> **DOCUMENT SECTION**
--*--

Nursing Pharmacology Chapter 17: Antidepressant Agents
Differential Diagnosis in Depression I
Certain clinical presentations make definitive diagnosis of depression more difficult.26
Chronic pain and depression may be associated. Patients with persistent pain as the only clinical complaint may suggest depression at any age, if the pain presents as an unremitting daily tension headache and the clinical examination is otherwise normal.
Sometimes if the source of pain cannot be elucidated, the pain might be described as "psychogenic"; however, in some patients pain may be reduced by antidepressant medications.
In other circumstances, if the pain has been present for less than a year with an onset coincident with depressive symptoms, antidepressant medication response may be favorable.
Depression may also be a component in those individuals who have experienced several surgical procedures, possibly with dependency on analgesic drugs.
Examples of individuals in this category include those who have become disabled following multiple surgeries for ruptured intervertebral discs or arthritic hips as well as patients with atypical facial pain.26
Depression and alcoholism are routinely associated, although it may be difficult to determine which condition is primary and which is secondary.26
Depression made evolve initially from a background of alcoholism.
In the 1970s based on a large series of alcoholic patients, secondary depression occurred in about 50% of females and in about 33% of males. The development of alcoholism against a background of primary depressive disorder is less frequently noted.26,31
Analysis from the National Comorbidity Survey suggested that lifetime prevalence of major depression was about 25% among alcohol-dependent males and about 50% among alcohol-dependent females.32
These frequencies were higher than noted in individuals without alcohol use disorders. Lifetime rates of co-occurrence are estimated between 50% and 70%.32
The basis for association between alcohol use disorder and depression has been investigated.

--*--

> **SUPPLIED INFORMATION**
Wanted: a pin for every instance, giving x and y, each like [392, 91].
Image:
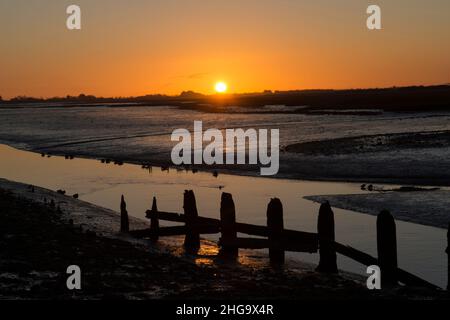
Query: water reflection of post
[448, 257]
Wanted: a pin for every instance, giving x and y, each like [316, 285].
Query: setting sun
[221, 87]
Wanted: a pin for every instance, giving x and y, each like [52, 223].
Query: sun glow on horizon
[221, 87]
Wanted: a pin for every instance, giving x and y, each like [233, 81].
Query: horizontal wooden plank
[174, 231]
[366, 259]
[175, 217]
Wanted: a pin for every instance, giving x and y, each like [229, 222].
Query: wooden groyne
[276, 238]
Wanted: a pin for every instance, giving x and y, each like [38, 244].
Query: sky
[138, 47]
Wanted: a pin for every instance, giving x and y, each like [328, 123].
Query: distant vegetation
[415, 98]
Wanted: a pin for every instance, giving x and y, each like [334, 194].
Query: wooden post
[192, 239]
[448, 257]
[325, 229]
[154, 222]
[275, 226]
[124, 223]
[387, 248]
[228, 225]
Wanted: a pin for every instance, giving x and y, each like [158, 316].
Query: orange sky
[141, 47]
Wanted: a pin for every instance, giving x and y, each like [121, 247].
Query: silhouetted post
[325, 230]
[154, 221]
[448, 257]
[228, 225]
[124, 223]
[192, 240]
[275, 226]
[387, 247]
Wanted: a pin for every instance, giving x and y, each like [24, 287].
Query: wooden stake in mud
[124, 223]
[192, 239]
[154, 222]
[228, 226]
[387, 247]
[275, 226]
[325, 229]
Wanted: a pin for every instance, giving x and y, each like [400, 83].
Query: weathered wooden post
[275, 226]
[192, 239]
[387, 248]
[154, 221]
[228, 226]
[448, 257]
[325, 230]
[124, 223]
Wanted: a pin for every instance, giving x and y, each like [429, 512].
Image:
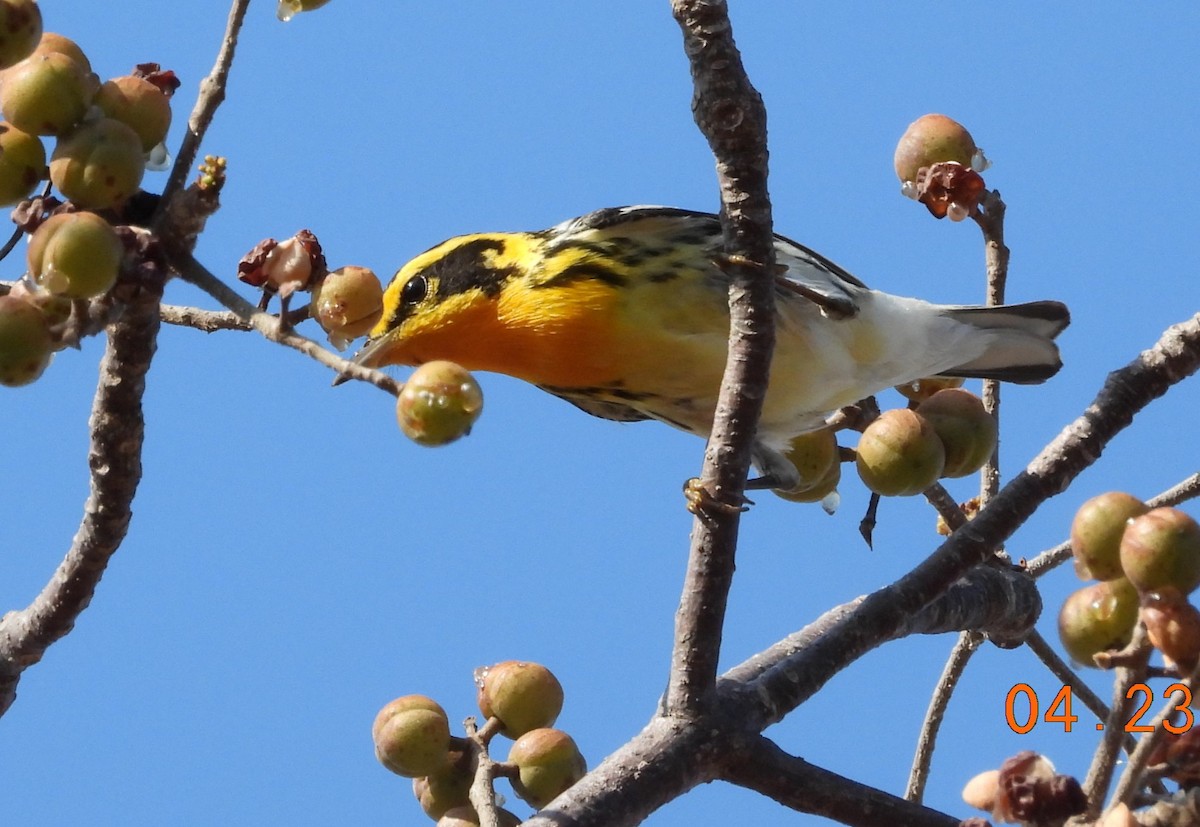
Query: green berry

--*--

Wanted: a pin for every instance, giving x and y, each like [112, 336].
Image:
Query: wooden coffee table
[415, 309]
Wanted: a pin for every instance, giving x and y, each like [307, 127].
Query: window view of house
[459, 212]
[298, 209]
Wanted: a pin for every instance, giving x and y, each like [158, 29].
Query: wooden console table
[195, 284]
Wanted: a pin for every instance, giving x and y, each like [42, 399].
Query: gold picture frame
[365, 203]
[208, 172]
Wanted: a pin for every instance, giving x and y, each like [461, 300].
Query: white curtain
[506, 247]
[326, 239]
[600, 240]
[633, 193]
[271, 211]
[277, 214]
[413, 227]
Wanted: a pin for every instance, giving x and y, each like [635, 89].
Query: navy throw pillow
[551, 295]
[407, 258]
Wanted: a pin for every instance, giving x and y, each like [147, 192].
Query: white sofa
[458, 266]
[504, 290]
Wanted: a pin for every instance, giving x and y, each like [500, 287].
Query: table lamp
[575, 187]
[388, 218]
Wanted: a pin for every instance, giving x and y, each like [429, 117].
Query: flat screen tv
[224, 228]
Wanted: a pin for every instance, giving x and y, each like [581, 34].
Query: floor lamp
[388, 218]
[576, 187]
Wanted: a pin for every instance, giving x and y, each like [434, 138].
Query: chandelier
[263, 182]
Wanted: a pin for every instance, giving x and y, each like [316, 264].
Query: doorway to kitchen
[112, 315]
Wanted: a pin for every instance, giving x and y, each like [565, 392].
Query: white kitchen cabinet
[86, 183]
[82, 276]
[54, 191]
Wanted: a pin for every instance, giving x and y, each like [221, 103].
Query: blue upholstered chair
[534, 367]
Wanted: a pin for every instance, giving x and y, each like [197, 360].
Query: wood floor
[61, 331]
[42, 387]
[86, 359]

--*--

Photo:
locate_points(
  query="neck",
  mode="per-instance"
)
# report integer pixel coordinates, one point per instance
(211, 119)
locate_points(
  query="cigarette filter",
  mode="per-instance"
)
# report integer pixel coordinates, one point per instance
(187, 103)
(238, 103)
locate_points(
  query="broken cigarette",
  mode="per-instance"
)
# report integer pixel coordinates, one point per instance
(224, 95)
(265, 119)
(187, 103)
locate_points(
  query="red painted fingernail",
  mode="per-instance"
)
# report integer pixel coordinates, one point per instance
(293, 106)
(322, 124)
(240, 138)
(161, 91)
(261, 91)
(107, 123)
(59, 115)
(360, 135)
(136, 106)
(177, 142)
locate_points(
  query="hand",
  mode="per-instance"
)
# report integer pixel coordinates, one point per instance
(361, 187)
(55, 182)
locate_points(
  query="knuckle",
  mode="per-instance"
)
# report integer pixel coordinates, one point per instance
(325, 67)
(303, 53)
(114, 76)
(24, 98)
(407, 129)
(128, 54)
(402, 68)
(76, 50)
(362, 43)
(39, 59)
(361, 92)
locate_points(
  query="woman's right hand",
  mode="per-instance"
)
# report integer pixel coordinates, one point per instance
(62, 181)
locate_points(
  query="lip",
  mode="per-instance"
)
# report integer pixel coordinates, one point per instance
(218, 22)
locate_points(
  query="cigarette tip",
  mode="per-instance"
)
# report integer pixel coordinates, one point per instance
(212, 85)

--*--

> **WHAT YOU SHOULD DO**
Please continue the pharmacology passage on differential diagnosis in depression, picking up right after its final sentence.

> **WRITTEN ANSWER**
However, no single definitive cause or shared etiological risk factor has been determined to underlie both conditions.33
A recent meta-analysis (2009) considered 74 studies. 58 studies obtain data from clinical settings, 10 were community-based, and six studies combined both clinical and community-based data.
Participants had a mean age of about 38 years; 70% were men and 82% were white.
About 80% of the sample had completed high school with about 50% employed and about 40% married.
This meta-analysis found the positive association of depression with concurrent alcohol use and impairment.34
Using standard criteria, the association size was small and, based on Binomial Effect Size Display (BESD)35, 60.5% of individuals with above-average levels of depressive symptoms exhibited above-average levels of current alcohol use and impairment; this result may be compared to 39.5% of individuals with below-average levels of depressive symptoms.34
Childhood and adolescent depression26
Depressive states have been documented in children and may be misdiagnosed.
Typical manifestations include chronic headache, withdrawal from social activities, resistance to going to school, vomiting, anorexia and weight loss, and poor scholastic performance.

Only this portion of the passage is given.